◆ **Directions for this task**
Which lines in the records below contain the word "heart"? Copy each one.

◆ **Supplied material**

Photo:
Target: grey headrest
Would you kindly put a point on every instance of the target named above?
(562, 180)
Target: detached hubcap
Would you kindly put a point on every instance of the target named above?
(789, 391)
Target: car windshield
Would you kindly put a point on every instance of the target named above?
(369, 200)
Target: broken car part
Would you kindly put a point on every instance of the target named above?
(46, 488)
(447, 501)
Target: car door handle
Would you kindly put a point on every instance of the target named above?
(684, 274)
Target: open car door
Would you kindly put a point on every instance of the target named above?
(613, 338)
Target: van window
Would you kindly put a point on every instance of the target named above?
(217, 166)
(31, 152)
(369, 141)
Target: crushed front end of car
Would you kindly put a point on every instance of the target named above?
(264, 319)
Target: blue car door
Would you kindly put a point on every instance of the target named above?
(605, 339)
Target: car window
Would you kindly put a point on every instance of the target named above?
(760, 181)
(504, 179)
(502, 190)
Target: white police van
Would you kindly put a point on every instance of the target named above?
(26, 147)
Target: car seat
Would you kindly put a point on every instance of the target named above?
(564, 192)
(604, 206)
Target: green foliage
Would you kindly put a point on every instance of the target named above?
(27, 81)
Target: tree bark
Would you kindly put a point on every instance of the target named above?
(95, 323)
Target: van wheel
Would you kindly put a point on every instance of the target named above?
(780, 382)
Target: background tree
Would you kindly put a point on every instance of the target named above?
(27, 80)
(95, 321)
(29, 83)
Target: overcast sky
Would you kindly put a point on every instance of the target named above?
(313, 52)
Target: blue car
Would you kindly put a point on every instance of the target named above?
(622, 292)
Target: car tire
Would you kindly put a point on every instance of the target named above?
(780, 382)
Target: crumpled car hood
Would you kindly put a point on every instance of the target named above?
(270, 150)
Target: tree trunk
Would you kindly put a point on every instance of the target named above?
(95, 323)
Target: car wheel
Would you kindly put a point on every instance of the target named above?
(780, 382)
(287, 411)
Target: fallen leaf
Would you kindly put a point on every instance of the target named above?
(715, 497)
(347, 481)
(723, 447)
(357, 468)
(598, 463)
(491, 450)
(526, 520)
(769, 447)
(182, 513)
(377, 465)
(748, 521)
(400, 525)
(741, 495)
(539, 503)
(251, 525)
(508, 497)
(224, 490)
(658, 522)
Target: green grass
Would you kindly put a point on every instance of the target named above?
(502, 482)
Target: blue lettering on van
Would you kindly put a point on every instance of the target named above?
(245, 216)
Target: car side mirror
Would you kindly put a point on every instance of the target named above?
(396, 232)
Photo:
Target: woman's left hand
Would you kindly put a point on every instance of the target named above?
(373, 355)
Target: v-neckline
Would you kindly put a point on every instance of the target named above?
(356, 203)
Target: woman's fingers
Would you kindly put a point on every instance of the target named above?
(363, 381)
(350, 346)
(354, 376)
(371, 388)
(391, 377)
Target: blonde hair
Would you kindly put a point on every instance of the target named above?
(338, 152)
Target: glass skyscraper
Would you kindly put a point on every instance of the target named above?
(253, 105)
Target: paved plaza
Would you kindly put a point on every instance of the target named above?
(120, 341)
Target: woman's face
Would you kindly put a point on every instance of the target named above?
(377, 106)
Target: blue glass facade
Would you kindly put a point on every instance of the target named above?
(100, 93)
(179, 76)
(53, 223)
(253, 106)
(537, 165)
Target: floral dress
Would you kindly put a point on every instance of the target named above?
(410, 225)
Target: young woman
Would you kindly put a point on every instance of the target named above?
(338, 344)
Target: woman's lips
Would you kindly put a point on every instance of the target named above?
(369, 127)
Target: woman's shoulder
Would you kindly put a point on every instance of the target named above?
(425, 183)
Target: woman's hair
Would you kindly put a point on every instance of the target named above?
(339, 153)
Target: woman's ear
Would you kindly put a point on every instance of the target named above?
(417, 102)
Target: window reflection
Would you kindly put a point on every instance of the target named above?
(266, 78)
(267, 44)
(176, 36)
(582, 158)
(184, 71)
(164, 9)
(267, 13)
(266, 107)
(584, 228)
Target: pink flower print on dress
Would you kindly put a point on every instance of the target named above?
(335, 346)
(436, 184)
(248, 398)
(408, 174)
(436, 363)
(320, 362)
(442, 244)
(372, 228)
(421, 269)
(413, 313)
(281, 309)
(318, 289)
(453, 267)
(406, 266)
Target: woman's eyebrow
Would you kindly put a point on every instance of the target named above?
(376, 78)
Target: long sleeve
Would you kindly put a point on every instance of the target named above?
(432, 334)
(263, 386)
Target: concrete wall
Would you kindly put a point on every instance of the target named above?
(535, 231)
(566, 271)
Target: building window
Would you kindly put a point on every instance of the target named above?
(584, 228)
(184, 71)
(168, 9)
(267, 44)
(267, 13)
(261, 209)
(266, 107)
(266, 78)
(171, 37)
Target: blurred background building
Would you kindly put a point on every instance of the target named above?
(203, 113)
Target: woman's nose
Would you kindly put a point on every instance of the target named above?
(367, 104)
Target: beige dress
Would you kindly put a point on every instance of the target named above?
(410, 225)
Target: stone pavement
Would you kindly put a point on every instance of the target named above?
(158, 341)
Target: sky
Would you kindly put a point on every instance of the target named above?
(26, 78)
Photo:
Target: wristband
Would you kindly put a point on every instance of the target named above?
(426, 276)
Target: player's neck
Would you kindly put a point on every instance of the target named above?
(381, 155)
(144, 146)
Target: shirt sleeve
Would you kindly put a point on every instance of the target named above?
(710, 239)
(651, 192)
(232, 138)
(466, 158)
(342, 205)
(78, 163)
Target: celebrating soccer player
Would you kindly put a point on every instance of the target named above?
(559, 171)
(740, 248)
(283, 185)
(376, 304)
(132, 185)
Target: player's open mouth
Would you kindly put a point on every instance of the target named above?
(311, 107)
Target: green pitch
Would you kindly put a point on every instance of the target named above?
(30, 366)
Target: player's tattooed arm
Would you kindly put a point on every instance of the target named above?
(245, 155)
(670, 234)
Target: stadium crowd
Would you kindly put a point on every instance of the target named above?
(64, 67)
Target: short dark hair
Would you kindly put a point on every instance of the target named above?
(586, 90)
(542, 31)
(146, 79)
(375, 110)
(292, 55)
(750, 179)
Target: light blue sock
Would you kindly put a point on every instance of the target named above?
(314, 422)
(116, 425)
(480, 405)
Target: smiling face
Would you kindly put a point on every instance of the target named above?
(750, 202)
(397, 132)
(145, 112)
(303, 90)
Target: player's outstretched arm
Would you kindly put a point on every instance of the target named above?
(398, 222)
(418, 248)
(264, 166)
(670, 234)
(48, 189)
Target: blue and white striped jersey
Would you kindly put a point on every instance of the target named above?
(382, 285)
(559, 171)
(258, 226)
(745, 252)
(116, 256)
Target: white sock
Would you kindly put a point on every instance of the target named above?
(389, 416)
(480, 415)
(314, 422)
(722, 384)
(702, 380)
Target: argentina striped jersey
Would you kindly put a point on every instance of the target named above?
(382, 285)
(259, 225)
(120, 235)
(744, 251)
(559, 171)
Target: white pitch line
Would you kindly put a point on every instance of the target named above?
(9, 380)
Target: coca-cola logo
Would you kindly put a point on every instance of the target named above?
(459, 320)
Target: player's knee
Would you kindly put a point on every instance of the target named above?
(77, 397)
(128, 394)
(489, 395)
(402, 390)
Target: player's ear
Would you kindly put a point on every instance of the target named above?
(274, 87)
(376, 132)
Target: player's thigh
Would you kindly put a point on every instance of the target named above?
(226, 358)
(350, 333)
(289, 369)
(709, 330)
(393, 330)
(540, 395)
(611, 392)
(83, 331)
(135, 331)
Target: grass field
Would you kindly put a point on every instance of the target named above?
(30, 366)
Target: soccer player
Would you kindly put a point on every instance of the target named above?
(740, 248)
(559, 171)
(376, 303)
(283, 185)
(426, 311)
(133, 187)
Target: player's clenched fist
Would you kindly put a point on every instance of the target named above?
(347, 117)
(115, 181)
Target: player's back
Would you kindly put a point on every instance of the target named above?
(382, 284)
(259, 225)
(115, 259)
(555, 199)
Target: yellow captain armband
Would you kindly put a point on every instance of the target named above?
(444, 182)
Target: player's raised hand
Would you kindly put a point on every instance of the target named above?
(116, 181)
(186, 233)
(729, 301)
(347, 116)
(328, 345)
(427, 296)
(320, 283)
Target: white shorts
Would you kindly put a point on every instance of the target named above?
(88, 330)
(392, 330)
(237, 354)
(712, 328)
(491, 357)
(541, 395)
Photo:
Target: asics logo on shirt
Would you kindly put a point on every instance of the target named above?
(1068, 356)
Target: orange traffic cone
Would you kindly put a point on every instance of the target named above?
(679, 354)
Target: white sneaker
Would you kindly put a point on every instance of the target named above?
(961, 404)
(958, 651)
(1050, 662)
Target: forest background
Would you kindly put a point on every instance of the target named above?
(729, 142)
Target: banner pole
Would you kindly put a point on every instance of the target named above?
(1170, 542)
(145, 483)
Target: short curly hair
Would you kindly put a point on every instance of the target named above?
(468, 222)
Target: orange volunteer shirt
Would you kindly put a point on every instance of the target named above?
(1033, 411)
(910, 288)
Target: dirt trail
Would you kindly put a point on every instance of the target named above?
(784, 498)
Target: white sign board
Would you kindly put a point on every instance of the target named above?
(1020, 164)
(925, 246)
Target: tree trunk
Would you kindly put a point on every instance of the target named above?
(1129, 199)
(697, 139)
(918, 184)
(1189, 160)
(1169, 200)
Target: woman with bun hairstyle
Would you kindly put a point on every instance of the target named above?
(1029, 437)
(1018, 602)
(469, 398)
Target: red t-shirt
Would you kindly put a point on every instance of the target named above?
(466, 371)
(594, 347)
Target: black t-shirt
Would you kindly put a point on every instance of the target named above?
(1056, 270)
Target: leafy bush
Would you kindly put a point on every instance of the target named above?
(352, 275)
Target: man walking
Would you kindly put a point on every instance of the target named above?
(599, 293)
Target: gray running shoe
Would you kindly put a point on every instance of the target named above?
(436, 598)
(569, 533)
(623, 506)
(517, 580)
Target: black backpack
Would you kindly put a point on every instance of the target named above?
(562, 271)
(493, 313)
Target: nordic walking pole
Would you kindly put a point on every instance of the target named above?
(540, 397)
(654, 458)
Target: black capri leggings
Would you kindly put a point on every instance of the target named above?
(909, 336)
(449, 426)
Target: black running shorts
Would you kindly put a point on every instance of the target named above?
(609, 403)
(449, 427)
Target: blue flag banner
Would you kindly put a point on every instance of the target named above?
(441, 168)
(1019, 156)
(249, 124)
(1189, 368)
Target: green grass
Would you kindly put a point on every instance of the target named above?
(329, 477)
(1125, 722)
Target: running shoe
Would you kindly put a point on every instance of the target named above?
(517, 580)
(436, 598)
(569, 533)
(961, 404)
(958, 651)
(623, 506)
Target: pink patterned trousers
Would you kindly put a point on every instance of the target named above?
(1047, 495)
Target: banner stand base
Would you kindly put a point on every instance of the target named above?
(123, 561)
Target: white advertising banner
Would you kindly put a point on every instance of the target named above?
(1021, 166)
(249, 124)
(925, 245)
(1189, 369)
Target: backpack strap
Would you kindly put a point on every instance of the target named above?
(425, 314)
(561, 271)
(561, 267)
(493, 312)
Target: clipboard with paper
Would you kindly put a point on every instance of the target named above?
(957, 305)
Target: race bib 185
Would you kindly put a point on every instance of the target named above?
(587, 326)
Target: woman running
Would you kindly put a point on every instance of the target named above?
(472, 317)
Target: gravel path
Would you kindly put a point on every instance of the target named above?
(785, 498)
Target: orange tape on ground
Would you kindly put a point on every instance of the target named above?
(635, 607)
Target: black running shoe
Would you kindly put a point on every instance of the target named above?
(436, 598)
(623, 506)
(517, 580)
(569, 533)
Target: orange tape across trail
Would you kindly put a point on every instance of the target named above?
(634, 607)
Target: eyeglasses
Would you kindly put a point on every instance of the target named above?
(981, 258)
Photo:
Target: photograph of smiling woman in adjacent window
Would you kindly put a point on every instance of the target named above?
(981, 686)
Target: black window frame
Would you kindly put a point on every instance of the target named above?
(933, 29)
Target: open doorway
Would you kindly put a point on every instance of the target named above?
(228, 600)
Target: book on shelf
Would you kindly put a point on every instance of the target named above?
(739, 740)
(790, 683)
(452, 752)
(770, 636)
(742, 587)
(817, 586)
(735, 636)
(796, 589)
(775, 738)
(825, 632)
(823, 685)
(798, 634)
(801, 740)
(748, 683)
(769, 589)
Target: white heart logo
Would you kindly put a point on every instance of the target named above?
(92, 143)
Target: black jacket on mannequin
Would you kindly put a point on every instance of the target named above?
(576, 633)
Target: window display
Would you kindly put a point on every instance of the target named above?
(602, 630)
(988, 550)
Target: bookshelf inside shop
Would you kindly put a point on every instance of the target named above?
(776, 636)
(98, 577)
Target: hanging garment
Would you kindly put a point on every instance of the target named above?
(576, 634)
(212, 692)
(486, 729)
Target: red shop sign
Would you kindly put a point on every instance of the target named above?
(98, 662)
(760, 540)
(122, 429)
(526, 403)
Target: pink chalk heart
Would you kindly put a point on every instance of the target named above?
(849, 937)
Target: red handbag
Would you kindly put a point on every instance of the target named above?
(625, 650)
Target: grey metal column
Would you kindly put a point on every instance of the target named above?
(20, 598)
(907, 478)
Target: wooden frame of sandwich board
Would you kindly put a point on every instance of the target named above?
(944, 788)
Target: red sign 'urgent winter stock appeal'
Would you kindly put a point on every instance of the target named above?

◆ **Exercise answer**
Target: white heart logo
Target: pink chalk heart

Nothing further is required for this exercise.